Aim of the task | Lines with "yellow" in them are to be located in the listing below and copied.

Supplied data |
- - -
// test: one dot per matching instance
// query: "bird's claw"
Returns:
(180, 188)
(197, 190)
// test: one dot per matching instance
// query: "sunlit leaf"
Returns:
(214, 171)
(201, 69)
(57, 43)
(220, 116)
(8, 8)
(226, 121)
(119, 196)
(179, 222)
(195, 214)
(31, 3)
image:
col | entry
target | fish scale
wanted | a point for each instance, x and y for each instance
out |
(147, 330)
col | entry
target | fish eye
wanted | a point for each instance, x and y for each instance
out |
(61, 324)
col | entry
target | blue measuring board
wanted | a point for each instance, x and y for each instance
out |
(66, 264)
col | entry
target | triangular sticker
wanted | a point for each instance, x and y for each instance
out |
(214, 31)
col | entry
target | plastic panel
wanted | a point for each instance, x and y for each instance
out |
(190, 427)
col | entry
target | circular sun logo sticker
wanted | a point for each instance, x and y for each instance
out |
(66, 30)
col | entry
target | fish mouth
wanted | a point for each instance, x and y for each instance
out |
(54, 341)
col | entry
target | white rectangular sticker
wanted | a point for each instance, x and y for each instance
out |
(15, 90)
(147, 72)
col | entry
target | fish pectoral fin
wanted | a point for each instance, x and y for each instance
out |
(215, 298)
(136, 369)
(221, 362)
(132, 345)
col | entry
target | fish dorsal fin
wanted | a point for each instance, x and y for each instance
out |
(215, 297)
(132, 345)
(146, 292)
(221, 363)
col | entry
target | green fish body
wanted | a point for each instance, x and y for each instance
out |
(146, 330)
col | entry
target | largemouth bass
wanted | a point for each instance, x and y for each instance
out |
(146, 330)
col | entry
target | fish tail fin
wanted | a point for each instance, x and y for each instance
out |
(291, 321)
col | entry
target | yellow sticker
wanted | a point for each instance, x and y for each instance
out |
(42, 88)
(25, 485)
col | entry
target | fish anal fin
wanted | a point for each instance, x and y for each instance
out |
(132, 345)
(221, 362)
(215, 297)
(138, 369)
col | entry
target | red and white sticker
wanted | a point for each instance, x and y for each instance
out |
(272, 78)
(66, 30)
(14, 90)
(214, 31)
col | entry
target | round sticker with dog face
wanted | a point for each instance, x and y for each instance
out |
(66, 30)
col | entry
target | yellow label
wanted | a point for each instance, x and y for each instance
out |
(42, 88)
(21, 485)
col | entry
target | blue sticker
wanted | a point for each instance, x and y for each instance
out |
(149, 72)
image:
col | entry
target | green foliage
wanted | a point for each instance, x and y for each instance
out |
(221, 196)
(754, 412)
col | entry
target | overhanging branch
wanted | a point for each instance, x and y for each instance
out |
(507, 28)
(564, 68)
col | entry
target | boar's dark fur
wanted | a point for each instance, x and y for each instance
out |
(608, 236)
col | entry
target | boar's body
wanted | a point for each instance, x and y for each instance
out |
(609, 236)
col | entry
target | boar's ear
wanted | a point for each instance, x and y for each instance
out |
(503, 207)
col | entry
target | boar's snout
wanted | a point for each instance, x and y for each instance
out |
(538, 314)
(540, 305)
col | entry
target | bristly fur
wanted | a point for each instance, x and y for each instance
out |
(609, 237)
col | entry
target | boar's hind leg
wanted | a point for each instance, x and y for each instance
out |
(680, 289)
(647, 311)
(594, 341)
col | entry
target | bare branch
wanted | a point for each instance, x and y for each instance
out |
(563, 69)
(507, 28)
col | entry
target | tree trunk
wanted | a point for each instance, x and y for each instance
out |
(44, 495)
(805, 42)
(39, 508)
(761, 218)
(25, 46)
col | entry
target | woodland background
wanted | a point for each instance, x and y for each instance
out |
- - -
Exercise solution |
target | yellow sticker
target | yellow label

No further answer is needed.